== EXERCISE PROMPT ==
Give every line below again, exactly as it appears.

Collected data
- - -
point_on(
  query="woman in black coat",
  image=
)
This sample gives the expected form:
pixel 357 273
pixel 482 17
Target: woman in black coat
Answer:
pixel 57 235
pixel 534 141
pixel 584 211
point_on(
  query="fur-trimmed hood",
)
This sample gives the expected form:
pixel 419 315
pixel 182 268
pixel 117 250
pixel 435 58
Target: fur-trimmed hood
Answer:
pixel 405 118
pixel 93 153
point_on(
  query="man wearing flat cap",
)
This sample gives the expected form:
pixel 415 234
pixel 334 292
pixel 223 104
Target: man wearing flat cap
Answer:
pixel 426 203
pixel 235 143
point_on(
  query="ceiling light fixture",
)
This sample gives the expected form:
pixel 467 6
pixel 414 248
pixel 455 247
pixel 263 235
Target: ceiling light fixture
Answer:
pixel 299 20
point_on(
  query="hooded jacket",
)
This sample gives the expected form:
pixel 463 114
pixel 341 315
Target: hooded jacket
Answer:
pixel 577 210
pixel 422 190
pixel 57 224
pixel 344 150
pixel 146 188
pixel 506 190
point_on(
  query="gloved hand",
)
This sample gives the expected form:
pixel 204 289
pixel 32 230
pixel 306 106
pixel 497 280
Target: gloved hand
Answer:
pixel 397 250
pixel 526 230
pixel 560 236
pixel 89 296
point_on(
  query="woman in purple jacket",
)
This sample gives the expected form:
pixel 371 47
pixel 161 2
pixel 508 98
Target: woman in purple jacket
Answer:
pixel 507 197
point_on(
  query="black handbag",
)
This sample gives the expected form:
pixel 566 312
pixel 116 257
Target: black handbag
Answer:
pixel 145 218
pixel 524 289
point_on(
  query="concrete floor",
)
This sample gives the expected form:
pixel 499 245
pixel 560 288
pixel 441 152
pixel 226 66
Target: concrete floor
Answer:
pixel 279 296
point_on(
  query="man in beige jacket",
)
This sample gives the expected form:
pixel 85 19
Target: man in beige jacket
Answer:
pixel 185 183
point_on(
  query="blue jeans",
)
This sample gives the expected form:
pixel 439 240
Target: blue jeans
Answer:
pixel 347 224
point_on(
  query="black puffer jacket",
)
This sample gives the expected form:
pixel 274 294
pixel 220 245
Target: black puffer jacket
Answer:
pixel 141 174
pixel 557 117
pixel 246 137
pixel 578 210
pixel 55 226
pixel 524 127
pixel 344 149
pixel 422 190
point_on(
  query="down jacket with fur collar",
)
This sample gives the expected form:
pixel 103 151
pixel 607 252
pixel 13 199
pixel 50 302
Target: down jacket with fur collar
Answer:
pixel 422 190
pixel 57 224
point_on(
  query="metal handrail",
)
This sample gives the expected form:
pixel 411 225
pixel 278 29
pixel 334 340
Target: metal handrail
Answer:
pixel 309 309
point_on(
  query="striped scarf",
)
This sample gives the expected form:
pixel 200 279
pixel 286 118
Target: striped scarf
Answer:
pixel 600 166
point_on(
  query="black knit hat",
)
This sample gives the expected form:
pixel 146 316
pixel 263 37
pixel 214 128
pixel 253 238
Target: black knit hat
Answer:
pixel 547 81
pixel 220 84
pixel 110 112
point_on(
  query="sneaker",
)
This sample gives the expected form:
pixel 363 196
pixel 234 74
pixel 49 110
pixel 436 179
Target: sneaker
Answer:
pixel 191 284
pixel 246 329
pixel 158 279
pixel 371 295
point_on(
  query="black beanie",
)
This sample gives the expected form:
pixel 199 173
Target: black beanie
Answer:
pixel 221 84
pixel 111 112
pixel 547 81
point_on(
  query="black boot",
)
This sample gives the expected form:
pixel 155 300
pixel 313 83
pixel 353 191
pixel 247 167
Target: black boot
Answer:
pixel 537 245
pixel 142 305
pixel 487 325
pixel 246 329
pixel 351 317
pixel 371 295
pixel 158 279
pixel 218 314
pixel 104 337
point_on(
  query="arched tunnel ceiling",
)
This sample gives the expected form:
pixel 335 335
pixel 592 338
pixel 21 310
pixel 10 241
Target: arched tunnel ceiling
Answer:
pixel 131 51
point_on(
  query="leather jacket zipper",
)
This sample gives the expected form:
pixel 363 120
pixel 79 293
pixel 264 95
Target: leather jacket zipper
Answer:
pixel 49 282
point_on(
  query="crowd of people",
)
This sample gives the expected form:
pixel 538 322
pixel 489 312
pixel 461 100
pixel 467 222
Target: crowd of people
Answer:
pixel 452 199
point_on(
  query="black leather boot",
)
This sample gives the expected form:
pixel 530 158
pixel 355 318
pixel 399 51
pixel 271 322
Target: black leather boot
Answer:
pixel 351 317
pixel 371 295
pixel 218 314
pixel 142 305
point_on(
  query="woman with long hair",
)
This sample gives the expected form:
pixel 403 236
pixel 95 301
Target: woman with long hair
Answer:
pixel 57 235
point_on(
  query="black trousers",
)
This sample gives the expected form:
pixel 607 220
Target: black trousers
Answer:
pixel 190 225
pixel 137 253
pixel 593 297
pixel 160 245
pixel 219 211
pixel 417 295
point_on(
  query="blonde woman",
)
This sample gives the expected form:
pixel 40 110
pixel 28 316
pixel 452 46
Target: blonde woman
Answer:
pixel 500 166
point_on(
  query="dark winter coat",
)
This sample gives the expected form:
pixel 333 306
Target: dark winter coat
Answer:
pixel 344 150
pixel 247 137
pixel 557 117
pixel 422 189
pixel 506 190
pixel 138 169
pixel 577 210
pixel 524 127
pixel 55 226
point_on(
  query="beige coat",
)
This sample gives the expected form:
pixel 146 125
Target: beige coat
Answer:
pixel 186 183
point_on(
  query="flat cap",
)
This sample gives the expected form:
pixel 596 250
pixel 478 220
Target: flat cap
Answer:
- - -
== SOLUTION TO THIS TASK ==
point_on(
  query="woman in black coat",
  image=
)
This sample gives the expected form:
pixel 357 273
pixel 482 17
Target: woman in black coat
Answer:
pixel 57 235
pixel 534 141
pixel 584 211
point_on(
  query="fur-trimmed hood",
)
This sample gives the expected form:
pixel 419 315
pixel 182 268
pixel 117 250
pixel 435 58
Target: fur-trimmed hood
Answer:
pixel 405 118
pixel 93 153
point_on(
  query="man wearing flat cap",
)
This sample gives the expected form:
pixel 415 234
pixel 334 292
pixel 223 104
Target: man wearing flat cap
Answer:
pixel 426 203
pixel 235 143
point_on(
  query="ceiling light fixture",
)
This sample gives the expected form:
pixel 467 6
pixel 414 248
pixel 455 247
pixel 263 235
Target: ceiling light fixture
Answer:
pixel 299 20
point_on(
  query="hooded jacket",
)
This sample gives the expected form:
pixel 463 114
pixel 341 315
Target: hooded jacket
Answer:
pixel 577 210
pixel 422 190
pixel 57 224
pixel 344 150
pixel 146 188
pixel 506 190
point_on(
  query="gloved hand",
)
This sample gives the expected form:
pixel 204 289
pixel 32 230
pixel 306 106
pixel 497 280
Target: gloved hand
Answer:
pixel 397 250
pixel 526 230
pixel 560 236
pixel 89 296
point_on(
  query="woman in purple jacket",
)
This sample gives the expected form:
pixel 371 47
pixel 161 2
pixel 508 98
Target: woman in purple jacket
Answer:
pixel 507 197
point_on(
  query="black handbag",
)
This sample gives the expected form:
pixel 566 312
pixel 116 257
Target: black handbag
Answer:
pixel 145 218
pixel 524 289
point_on(
  query="concrete floor",
)
This sample gives the expected form:
pixel 499 245
pixel 560 288
pixel 441 152
pixel 226 66
Target: concrete floor
Answer:
pixel 279 296
point_on(
  query="man in beige jacket",
)
This sample gives the expected form:
pixel 85 19
Target: man in beige jacket
Answer:
pixel 185 183
point_on(
  query="blue jeans",
)
This sample gives the expected form:
pixel 439 240
Target: blue jeans
Answer:
pixel 347 224
point_on(
  query="black puffer jacket",
)
This sample gives the expected form:
pixel 274 294
pixel 220 245
Target: black puffer jacket
Answer:
pixel 141 174
pixel 557 117
pixel 246 137
pixel 578 210
pixel 55 226
pixel 524 127
pixel 344 149
pixel 422 190
point_on(
  query="down jacket with fur collar",
)
This sample gives the expected form:
pixel 103 151
pixel 607 252
pixel 13 199
pixel 50 302
Target: down jacket with fur collar
Answer:
pixel 422 190
pixel 57 224
point_on(
  query="metal handrail",
)
This sample gives the expected form:
pixel 411 225
pixel 278 29
pixel 334 340
Target: metal handrail
Answer:
pixel 309 309
point_on(
  query="striped scarf",
)
This sample gives the expected form:
pixel 200 279
pixel 286 118
Target: striped scarf
Answer:
pixel 600 166
point_on(
  query="black knit hat",
)
This sample gives the expected form:
pixel 146 316
pixel 263 37
pixel 214 128
pixel 253 238
Target: black knit hat
Answer:
pixel 547 81
pixel 220 84
pixel 110 112
point_on(
  query="sneaker",
)
This sample gives the expected form:
pixel 363 196
pixel 234 74
pixel 49 110
pixel 436 179
Target: sneaker
Answer:
pixel 191 284
pixel 246 329
pixel 158 279
pixel 371 295
point_on(
  query="black beanie",
)
This sample gives the expected form:
pixel 199 173
Target: black beanie
Answer:
pixel 221 84
pixel 111 112
pixel 547 81
point_on(
  query="black boot",
)
This sample gives the expected form:
pixel 155 300
pixel 313 83
pixel 353 191
pixel 247 167
Target: black boot
Answer:
pixel 537 245
pixel 142 305
pixel 487 325
pixel 246 329
pixel 351 317
pixel 371 295
pixel 158 279
pixel 218 314
pixel 104 337
point_on(
  query="arched tunnel ceiling",
)
This sample gives the expected form:
pixel 335 335
pixel 592 338
pixel 21 310
pixel 10 241
Target: arched tunnel ceiling
Answer:
pixel 131 51
point_on(
  query="leather jacket zipper",
)
This sample gives the expected form:
pixel 363 120
pixel 79 293
pixel 264 95
Target: leather jacket zipper
Answer:
pixel 49 282
point_on(
  query="crowd of people",
)
This sample gives the expected form:
pixel 538 322
pixel 489 312
pixel 461 100
pixel 467 222
Target: crowd of people
Answer:
pixel 452 199
point_on(
  query="black leather boot",
)
This sample gives the expected form:
pixel 530 158
pixel 355 318
pixel 399 51
pixel 271 322
Target: black leather boot
Answer:
pixel 351 317
pixel 371 295
pixel 218 314
pixel 142 305
point_on(
  query="woman with long hair",
)
This sample gives the expected form:
pixel 403 236
pixel 95 301
Target: woman with long hair
Answer:
pixel 57 235
point_on(
  query="black trousers",
)
This sample gives the expected form:
pixel 607 220
Target: black trousers
Answer:
pixel 190 225
pixel 137 253
pixel 593 297
pixel 160 245
pixel 219 211
pixel 417 295
point_on(
  query="blonde woman",
)
This sample gives the expected form:
pixel 40 110
pixel 28 316
pixel 452 46
Target: blonde woman
Answer:
pixel 500 166
point_on(
  query="dark winter coat",
)
This sample gives the expected form:
pixel 333 306
Target: dark winter coat
Answer:
pixel 344 150
pixel 247 137
pixel 557 117
pixel 422 189
pixel 506 190
pixel 138 169
pixel 577 210
pixel 524 127
pixel 55 226
point_on(
  query="beige coat",
)
This sample gives the expected form:
pixel 146 125
Target: beige coat
Answer:
pixel 186 183
point_on(
  query="flat cap",
)
This sample gives the expected form:
pixel 596 250
pixel 478 220
Target: flat cap
Answer:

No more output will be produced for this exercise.